Output all of the records exactly, word for word.

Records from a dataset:
==========

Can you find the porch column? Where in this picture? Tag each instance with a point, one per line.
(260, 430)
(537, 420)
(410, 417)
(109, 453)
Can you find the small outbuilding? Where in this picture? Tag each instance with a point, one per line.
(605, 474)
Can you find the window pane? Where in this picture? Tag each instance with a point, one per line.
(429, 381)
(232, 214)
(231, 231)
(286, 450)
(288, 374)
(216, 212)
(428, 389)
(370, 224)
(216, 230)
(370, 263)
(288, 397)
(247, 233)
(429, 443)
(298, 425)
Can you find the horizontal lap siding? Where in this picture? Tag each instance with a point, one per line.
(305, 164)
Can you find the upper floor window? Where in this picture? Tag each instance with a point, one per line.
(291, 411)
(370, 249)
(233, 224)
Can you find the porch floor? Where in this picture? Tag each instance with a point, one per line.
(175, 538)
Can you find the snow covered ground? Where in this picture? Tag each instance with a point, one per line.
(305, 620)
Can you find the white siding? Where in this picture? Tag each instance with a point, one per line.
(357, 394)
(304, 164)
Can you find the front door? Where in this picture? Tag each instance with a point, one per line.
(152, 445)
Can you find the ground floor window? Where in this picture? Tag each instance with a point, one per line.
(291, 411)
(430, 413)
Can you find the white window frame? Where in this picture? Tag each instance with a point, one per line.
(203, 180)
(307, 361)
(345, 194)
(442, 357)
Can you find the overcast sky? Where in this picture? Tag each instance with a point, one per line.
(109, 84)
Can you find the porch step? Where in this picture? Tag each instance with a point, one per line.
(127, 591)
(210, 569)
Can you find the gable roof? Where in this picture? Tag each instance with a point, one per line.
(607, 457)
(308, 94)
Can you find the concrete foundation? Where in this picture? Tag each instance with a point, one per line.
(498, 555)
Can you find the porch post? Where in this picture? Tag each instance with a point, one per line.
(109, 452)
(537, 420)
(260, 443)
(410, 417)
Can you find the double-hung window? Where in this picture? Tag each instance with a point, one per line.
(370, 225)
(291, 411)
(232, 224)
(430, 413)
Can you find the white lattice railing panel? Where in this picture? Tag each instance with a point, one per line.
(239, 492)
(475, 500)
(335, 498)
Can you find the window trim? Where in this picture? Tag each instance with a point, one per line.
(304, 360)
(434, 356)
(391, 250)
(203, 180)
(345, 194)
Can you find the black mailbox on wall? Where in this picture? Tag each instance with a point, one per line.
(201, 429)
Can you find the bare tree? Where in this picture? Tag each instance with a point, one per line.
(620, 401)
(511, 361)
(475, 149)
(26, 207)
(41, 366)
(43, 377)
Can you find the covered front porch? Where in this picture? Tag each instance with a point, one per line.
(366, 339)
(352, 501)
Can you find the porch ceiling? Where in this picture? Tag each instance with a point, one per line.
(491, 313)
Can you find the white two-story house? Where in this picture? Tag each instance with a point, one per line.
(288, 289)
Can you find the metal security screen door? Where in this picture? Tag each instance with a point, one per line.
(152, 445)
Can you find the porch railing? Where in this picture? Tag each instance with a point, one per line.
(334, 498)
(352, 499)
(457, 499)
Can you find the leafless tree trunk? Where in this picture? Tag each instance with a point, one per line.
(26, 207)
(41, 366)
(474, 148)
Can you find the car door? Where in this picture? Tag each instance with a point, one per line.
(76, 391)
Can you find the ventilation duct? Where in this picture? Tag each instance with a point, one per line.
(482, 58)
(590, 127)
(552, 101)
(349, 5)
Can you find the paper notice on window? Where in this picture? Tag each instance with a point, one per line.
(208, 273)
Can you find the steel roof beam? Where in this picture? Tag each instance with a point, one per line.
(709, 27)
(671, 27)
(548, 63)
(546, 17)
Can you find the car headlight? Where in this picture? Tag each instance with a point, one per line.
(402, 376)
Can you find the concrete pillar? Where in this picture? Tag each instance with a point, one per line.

==========

Task output ▸
Can you find the porch column? Where in this picture? Tag each instance with a point, one per line.
(260, 430)
(537, 420)
(410, 417)
(109, 453)
Can you find the small outbuilding? Where in this picture? Tag each instance with a point, one per line.
(605, 474)
Can you find the window pane? Where in this picture? Tag each instance with a point, one per line.
(429, 381)
(232, 214)
(231, 231)
(286, 450)
(288, 374)
(216, 212)
(428, 389)
(370, 224)
(216, 230)
(370, 263)
(288, 397)
(247, 233)
(429, 443)
(298, 425)
Can you find the horizontal lap siding? Where in this picture? Tag each instance with a point, one per line.
(305, 164)
Can you find the upper floor window? Where in this picture? Tag each instance with a point, one per line.
(291, 411)
(370, 249)
(233, 224)
Can you find the porch floor? Where in this picture? Tag each instance with a point, one per line.
(175, 538)
Can you find the snow covered ground? Where in this picture? Tag each instance with a point, one per line.
(305, 620)
Can you find the white siding? Where in this picture? Tag each instance with a point, one per line.
(357, 394)
(304, 164)
Can you find the front door? Where in this picture? Tag each instance with a point, one per line.
(152, 445)
Can you find the ground floor window? Where in this picture? Tag each instance with a point, one per line.
(291, 411)
(430, 413)
Can you find the white window frame? Where in this picture? Tag each instance with a point, one per line.
(203, 180)
(307, 361)
(345, 194)
(442, 357)
Can you find the overcast sky? Where in this picture? Tag each instance with a point, one per line.
(109, 84)
Can you find the porch step? Where in this picture? Tag each instance with a point, one per line.
(127, 591)
(210, 569)
Can you find the gable roof? Where in this picture? Tag each instance with a point, one per line.
(607, 457)
(308, 94)
Can you find the concrete foundation? Where in this picture? Tag each instance with a point, one per line.
(498, 555)
Can you find the porch post? Where in this picture? Tag each instance with a point, one per line.
(109, 452)
(537, 420)
(260, 443)
(410, 417)
Can you find the double-hung window? Where in this picture? Tag each instance with a point, one per line.
(370, 225)
(291, 411)
(232, 224)
(430, 413)
Can you find the white lattice railing panel? Where in this picture? Tag each instance with a point, one per line.
(239, 492)
(475, 500)
(335, 498)
Can you find the window trim? Where in this picture? Tag each instance with a point, one per line.
(304, 360)
(434, 356)
(391, 250)
(203, 180)
(345, 194)
Can you find the black mailbox on wall? Where in this picture? Tag each instance with a point, one per line.
(201, 429)
Can you find the bare tree? Where in this picture? Tag each instance with a point, one per line.
(620, 401)
(511, 361)
(475, 149)
(26, 207)
(41, 366)
(43, 377)
Can you find the covered front porch? Where in this picture? Tag each instance with a point, one per line.
(366, 339)
(352, 501)
Can you find the porch ceiling? Where in this picture? Tag each instance with a point, one per line.
(491, 313)
Can you find the white two-story house? Where in this picture? Tag each instance with a point, one per line.
(288, 289)
Can you find the metal security screen door? Where in this picture? Tag each instance with a point, one per line.
(152, 445)
Can you find the porch railing? Where in this picture? Tag each instance with a point, one per line.
(334, 498)
(352, 499)
(457, 499)
Can you find the leafless tree trunk? Where in this picture? Tag each instance with a point, one per line.
(26, 207)
(41, 366)
(474, 148)
Can you find the car door? Where in this picture? Tag each instance with a point, one per line.
(76, 391)
Can you find the ventilation duct? Where in this picture? Tag each instance with a point, one per line.
(482, 58)
(590, 127)
(552, 101)
(349, 5)
Can you find the paper notice on window? Where in this picture? Tag each instance with a point, one per line.
(208, 273)
Can you find the steel roof beam? Where in this picture? Tag each instance with a point, one per line.
(709, 27)
(671, 27)
(548, 63)
(546, 17)
Can you find the car headlight? Where in this picture? Tag each instance with a point, one per line.
(402, 376)
Can you find the concrete pillar? Where in this picture? Tag each instance with a point, one per line.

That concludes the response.